:: Direction A ::
Check each statement against the post on daily calls and answer yes or no, quoting the words that decide it: (i) The writer moved to a different city from the sister 6 years ago. (ii) The sister had the answers about what to do with a newborn baby. (iii) The four men in the political field started their morning call only recently.
:: Direction B ::
Carry on the post on daily calls, picking up after its final sentence.

Daily Calls

On Mondays, we will write about the importance of “connection” in our lives and how we can establish and keep connections.

It was reported last month that 4 prominent men in the political field connect with each other daily on a morning phone call: George Stephanopolous, James Carville, Paul Begala and White House Chief of Staff, Rahm Emanual.  They are good friends and have done this for years.  While many conservative bloggers and commentators have derided these conversations as inappropriate “strategy sessions”, I am not interested in that aspect of the story.  

I am fascinated however by the fact that these friends talk virtually every day.  As I write often about the importance of connection, I was struck by how these men value their connection with each other.  To touch base with others who understand you and your circumstances and don’t just think they know you is critical to a sense of well being (happiness even ?).  This is why it seems that it was so important for President Obama to keep his Blackberry — to stay connected to those who knew him  before he was President and to maintain some form of normalcy.    

I think these stories are good reminders of the importance of connection.  I have always had a good relationship with my sister and after I moved to a different city from her 6 years ago (I am still not forgiven for this), the importance of staying connected took on new meaning for us.  She was a true lifeline for me as I was trying to figure out what to do with a newborn baby.  It wasn’t that she had the answers (she didn’t), but she knew me before I had my son and gave me the connection I needed to talk about fashion, entertainment, or just nothing. I used to call her everyday.  

As we have both changed and she has also had children (twins!), our time commitments have sometimes made our phone calls take a back seat to other things. This last month, I think we went almost two weeks without talking.  I was feeling disconnected and simply missing her.  After seeing the story about the Chief of Staff connecting every day with his friends, I decided surely my sister and I could connect more often.  So, we have reinstituted the “daily call.”  We’ll see how long it lasts, but just knowing we will try makes me happy.

Pointing dataset excerpts:
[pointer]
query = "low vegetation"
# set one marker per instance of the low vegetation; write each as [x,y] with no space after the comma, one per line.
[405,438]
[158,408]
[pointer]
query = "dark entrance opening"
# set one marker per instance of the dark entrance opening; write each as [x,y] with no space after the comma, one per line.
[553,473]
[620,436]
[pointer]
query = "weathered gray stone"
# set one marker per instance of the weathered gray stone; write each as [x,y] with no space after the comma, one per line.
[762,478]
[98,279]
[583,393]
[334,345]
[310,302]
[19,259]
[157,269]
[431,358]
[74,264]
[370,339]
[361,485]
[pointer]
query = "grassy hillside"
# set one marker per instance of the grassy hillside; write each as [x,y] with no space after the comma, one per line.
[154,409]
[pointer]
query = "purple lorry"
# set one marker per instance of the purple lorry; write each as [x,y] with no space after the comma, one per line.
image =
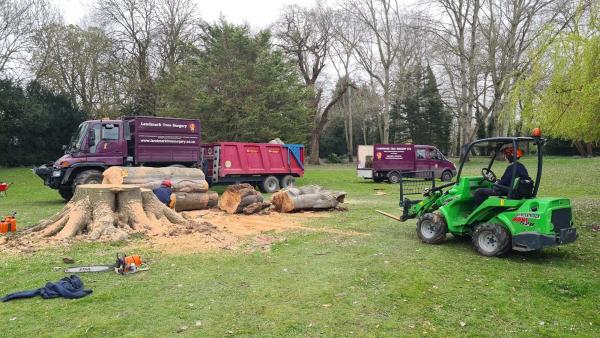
[389,161]
[131,141]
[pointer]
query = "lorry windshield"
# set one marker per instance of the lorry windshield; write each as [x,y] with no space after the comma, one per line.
[78,137]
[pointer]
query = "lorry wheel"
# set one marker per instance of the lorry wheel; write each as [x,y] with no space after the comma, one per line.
[287,181]
[491,240]
[88,177]
[431,228]
[447,176]
[270,184]
[394,177]
[66,193]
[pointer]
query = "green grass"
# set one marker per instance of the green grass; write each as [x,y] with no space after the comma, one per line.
[385,284]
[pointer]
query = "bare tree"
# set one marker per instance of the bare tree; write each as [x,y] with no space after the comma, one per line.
[132,25]
[346,35]
[177,24]
[305,35]
[19,21]
[382,24]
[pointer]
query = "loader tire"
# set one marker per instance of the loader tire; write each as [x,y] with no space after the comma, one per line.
[491,240]
[431,228]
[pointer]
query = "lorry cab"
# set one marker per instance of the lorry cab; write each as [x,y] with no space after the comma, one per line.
[130,141]
[388,162]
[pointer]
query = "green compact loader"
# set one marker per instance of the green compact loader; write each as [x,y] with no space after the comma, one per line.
[519,219]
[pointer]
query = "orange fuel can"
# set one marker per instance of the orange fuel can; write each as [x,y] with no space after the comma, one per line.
[8,224]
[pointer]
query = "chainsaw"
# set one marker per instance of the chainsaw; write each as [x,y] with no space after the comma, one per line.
[124,265]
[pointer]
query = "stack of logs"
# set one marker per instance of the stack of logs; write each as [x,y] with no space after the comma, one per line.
[190,189]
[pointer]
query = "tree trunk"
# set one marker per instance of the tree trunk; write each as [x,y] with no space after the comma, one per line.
[238,197]
[106,211]
[309,197]
[183,201]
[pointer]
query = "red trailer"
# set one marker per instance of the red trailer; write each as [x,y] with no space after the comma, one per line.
[270,166]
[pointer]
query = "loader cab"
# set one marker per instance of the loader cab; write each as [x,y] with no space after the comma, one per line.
[519,188]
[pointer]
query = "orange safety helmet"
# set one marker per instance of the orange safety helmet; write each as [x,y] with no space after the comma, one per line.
[510,152]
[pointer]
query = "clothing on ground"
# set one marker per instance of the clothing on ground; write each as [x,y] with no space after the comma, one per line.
[69,287]
[163,194]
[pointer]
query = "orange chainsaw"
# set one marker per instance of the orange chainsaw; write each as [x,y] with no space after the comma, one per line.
[8,224]
[124,265]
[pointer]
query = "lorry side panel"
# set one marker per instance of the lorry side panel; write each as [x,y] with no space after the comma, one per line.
[163,140]
[389,157]
[234,159]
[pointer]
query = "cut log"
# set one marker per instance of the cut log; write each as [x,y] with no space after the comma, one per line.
[107,211]
[237,197]
[310,197]
[182,201]
[183,179]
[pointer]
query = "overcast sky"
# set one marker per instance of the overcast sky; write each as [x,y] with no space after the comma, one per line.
[258,13]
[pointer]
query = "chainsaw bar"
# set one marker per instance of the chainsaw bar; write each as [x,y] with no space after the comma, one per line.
[94,268]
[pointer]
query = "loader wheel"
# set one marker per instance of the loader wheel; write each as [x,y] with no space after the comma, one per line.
[431,228]
[270,184]
[447,176]
[491,240]
[88,177]
[287,181]
[66,193]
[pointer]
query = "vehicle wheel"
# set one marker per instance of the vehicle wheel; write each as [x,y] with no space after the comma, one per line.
[270,184]
[394,177]
[491,240]
[447,176]
[87,177]
[287,181]
[431,228]
[66,193]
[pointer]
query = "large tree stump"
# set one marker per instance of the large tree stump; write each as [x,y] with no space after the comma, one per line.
[237,197]
[183,179]
[182,201]
[106,211]
[308,197]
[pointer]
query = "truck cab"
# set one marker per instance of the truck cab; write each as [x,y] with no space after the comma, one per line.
[131,141]
[388,162]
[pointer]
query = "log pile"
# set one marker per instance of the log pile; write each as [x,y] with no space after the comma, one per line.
[310,197]
[111,212]
[242,198]
[190,189]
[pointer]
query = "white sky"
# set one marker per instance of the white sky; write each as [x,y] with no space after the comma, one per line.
[258,13]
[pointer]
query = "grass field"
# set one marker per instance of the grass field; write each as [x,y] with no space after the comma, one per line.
[387,283]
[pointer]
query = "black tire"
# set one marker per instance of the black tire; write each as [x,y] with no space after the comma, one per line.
[394,177]
[491,240]
[87,177]
[431,228]
[66,193]
[447,176]
[269,184]
[287,181]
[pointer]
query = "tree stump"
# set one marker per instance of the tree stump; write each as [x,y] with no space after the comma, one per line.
[239,196]
[106,211]
[312,197]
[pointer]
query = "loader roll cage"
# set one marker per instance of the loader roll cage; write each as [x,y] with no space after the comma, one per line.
[501,142]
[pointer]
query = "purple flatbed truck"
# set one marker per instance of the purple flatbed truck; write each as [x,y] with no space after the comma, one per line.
[382,162]
[130,141]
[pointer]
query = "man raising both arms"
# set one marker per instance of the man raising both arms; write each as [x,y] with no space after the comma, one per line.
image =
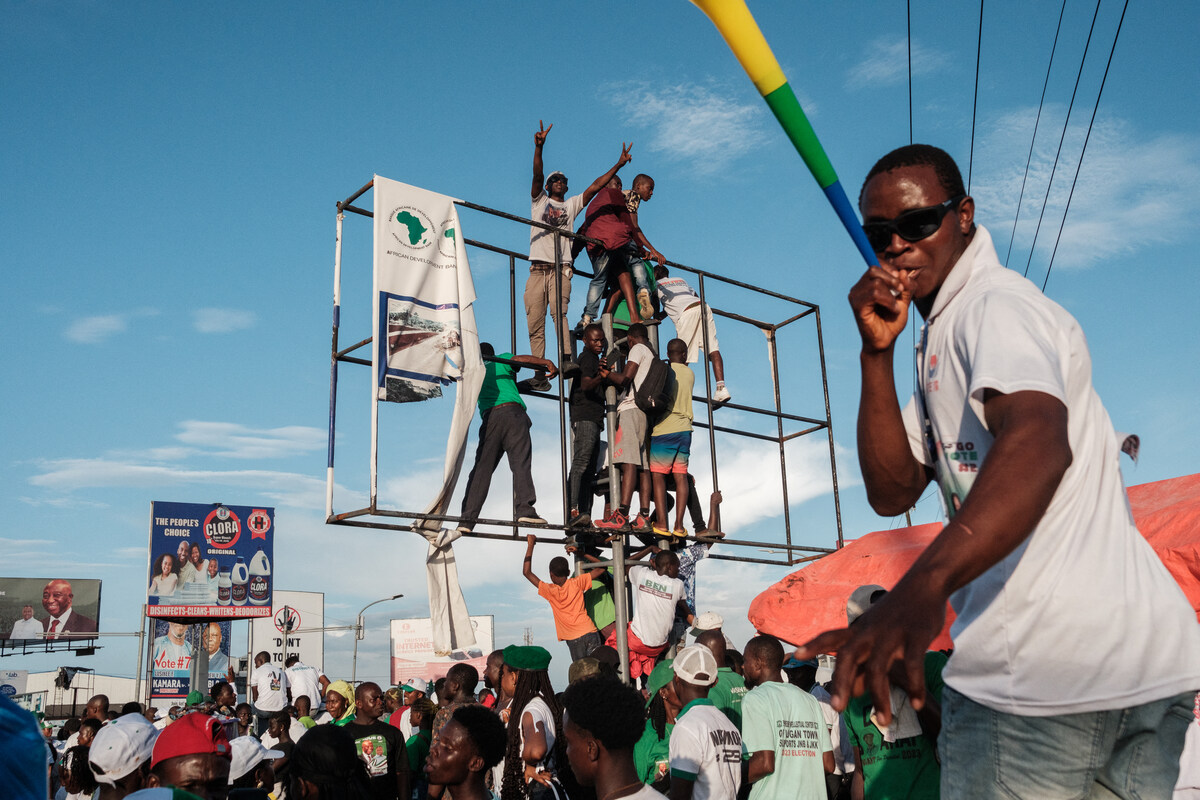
[1077,656]
[553,208]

:: Task output A ::
(i) Yes: "after I moved to a different city from her 6 years ago"
(ii) No: "It wasn’t that she had the answers (she didn’t)"
(iii) No: "They are good friends and have done this for years."

:: Task output B ::
Posted under Connecting, Happiness Project

This post was written by Lena on February 2, 2009

No Matter What

On Mondays, we will write about the importance of “connection” in our lives and how we can establish and keep connections.

One of my favorite ways to connect with my son is through reading.  The physical act of sitting together or lying in bed to read automatically brings us closer.   In addition, the books and stories themselves will often bring you closer through their message or the shared experience of following the characters.  One of the best books I would read over and over again  to my son from 6 mos to about 4 years was “No Matter What”  by Debi Gliori.  

It is a book about the love between parent and child (or “Small and Large”) and is told in a simple, fun and peaceful way.  The reassurance that a child will be loved even when he acts inappropriately is a wonderful message and this author tells it in a way that made it great fun for us over and over again.  I still ask my son if he is feeling “grim and grumpy” and even if he is, he knows I still love him — no matter what.

Posted under Connecting, Happiness Project, Kid Gifts

This post was written by Lena on January 26, 2009

We Will Transcend

A funny, touching and true reading by Kelly Corrigan, author of The Middle Place.

Posted under Connecting

This post was written by Lena on January 6, 2009

Reindeer Cookies Do it All!

This week, my categories and entries are all out of sorts (snow days and holiday shopping will do that). So, here’s a way to connect with your child, play and give to others ! Make cookies like these, pretend to be silly reindeer introducing themselves and give some to co-workers or friends or a local shelter. 

Aren’t these reindeer cookies adorable? Brought to you courtesy of Mariah and Harrison — two of the most creative people I know.  But credit should also go to Family Fun magazine’s December issue, where they got the idea (although I do love the peanut cookie shape best). 



  

Posted under Connecting, Holidays

This post was written by Lena on December 18, 2008

iLove

As part of our version of the Happiness Project, we are trying to continue to “learn” — anything.  This week , Jen learns she just might be “hip.”  Stay tuned for future technology adventures.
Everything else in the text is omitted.